■ **To do**
Can you find the lines of the listing that include "tree" and copy every one?

■ **Materials provided**
★ ★ ★

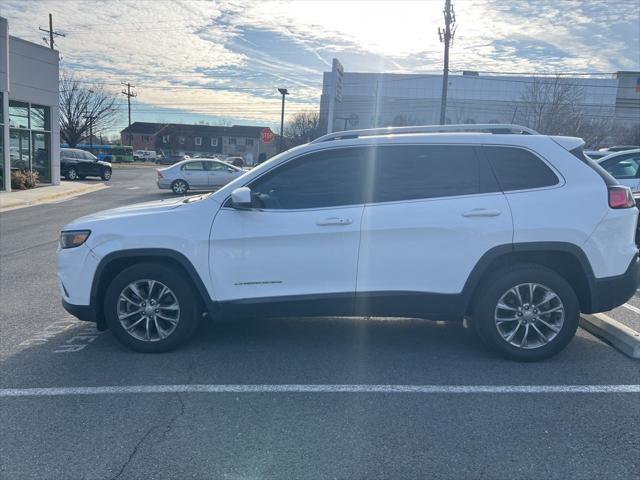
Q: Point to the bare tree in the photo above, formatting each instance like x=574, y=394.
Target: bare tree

★ ★ ★

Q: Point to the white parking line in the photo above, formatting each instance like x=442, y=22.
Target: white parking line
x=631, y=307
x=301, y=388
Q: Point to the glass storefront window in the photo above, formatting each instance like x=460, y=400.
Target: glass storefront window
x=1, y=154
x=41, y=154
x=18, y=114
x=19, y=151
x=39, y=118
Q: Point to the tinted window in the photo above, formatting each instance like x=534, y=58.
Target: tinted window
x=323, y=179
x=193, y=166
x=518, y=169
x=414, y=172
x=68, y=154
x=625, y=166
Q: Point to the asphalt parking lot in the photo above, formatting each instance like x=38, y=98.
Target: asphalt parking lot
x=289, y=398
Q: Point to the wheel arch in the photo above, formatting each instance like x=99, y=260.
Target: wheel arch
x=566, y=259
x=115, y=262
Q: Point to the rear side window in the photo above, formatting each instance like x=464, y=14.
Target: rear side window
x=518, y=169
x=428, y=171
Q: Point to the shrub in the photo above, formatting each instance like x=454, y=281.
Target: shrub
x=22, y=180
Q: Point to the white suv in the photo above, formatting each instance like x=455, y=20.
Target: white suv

★ ★ ★

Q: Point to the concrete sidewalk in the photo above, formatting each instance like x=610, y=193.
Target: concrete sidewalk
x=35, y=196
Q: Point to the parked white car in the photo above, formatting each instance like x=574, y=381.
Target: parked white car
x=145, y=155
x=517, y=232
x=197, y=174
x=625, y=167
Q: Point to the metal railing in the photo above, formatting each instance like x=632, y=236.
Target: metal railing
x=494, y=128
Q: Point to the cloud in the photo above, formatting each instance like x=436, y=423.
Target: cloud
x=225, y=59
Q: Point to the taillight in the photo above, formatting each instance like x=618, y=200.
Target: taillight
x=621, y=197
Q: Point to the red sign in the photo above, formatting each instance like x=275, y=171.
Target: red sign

★ ★ ★

■ **Answer to the exercise**
Q: Point to the bare tree in the photo above, formatting each instance like x=574, y=394.
Target: bare tree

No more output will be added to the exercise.